**WHAT YOU ARE ASKED TO DO**
Write out the listing in full, matching it word for word.

**PROVIDED INFORMATION**
+-------+
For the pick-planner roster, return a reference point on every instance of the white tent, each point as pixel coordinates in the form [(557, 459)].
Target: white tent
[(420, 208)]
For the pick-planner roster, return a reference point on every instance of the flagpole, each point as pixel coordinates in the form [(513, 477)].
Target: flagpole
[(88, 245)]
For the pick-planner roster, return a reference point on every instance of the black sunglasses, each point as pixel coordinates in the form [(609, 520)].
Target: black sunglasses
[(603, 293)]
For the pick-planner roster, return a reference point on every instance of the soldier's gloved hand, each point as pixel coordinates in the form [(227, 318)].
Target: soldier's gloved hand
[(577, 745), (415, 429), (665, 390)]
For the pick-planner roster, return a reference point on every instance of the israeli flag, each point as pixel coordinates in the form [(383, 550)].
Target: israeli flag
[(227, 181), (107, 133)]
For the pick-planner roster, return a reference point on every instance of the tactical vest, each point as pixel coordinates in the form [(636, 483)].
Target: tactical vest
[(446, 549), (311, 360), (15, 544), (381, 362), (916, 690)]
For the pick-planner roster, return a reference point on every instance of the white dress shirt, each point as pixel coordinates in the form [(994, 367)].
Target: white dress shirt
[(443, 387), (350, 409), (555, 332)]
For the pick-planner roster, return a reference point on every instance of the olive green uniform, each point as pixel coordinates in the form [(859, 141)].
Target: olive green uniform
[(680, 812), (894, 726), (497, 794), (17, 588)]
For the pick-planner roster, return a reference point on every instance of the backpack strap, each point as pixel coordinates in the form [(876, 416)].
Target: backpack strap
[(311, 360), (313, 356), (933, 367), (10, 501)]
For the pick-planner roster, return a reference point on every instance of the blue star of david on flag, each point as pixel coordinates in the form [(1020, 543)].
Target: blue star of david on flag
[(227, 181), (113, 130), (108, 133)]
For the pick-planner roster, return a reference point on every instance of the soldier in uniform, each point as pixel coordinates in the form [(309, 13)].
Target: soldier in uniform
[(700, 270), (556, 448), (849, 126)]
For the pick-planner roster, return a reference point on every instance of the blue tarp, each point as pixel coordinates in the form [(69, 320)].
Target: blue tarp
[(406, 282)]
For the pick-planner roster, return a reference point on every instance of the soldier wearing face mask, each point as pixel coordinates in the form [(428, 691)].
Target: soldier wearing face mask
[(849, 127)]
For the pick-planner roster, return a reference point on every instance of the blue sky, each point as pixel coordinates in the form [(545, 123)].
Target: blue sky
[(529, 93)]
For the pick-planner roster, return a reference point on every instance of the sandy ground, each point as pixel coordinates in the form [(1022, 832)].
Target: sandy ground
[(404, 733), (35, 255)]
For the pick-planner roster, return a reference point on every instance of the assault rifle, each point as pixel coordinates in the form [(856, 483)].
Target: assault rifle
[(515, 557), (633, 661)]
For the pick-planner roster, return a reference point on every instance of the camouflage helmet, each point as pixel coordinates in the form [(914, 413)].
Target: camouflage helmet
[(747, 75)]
+-------+
**WRITTEN RESPONSE**
For the pick-planner roster, return a reference point on every instance of the white tent, each point as pixel coordinates in the form [(557, 459)].
Target: white tent
[(420, 208)]
For the pick-planner roster, return a reference point on every instance of the flagpole, each point as pixel coordinates in the form [(513, 477)].
Target: flagpole
[(88, 245)]
For the pick-planner roster, return a reference point on every instance of the black sunglasses, each point as pixel coordinates in the form [(609, 520)].
Target: black sunglasses
[(603, 293)]
For the pick-planner roster, return a reference point on every instance of the soldier's gloved hand, each point as pixel coordinates in the form [(227, 318)].
Target: soldier's gloved hand
[(577, 745), (415, 429), (665, 390)]
For the pick-planner roster, return a reference point on every instance of the israeli flag, each point as pixel coordinates in the form [(383, 550)].
Target: israeli flag
[(227, 181), (107, 133)]
For the pick-planner roster, return a reference point on every instance of the tactical vest, each point as pixel coordinates in the form [(636, 483)].
Target: tactical vest
[(446, 549), (311, 360), (15, 544), (381, 362), (916, 690)]
For the pick-planner roster, return a reference point on every instance of the white dress shirt, each point as pixel coordinates in the form [(994, 367)].
Target: white dress shirt
[(443, 387), (350, 409), (555, 332)]
For the pick-planner roster, return a reference point on every instance of the olive green uniform, each point as pixel coordinates in the form [(859, 141)].
Target: olive green uniform
[(680, 812), (894, 726), (497, 794), (17, 588)]
For the pick-planner roster, return a reference point on every instance of the backpack strap, each point as pixel coordinates in the form [(876, 416)].
Target: backpack strap
[(311, 360), (313, 356), (933, 367), (10, 501)]
For the pick-planner roster, return a reference point on every instance of the blue star of david on flag, each point as pixel coordinates in the form [(1020, 543)].
Target: blue star of david on flag
[(227, 181), (113, 130), (108, 133)]
For the pick-planner roster, return a reference point on every instance of the soldier in uniform, each point as pixel coordinates in the form [(309, 13)].
Target: soldier in uniform
[(700, 270), (556, 448), (849, 126)]
For the pick-planner roster, return a reference point on every instance of the blue tarp, each point as pixel coordinates in the form [(69, 320)].
Target: blue tarp
[(406, 282)]
For the pick-planner roster, return a reference point on every instance of the soldier wearing face mask, each point as pixel coordinates in the form [(428, 691)].
Target: soldier wearing face mask
[(849, 127)]
For the pick-planner roster, return a reference point on every instance of the blue sky, each point as pixel coordinates in the form [(545, 123)].
Target: blue sky
[(529, 93)]
For the pick-planner roster, return a reference point on every instance of the sandy ground, each point as pixel coordinates in the form [(1022, 832)].
Target: sandy ground
[(404, 733), (35, 255)]
For the pick-planner roster, return a reference point on every instance of the assault rifle, each point as pixel coordinates in the form [(856, 483)].
Target: assault rifle
[(515, 557), (633, 661)]
For the pick-planner roster, return a reference point on every instance of the camouflage helmet, each point as pixel coordinates in the form [(914, 413)].
Target: camouflage helmet
[(747, 75)]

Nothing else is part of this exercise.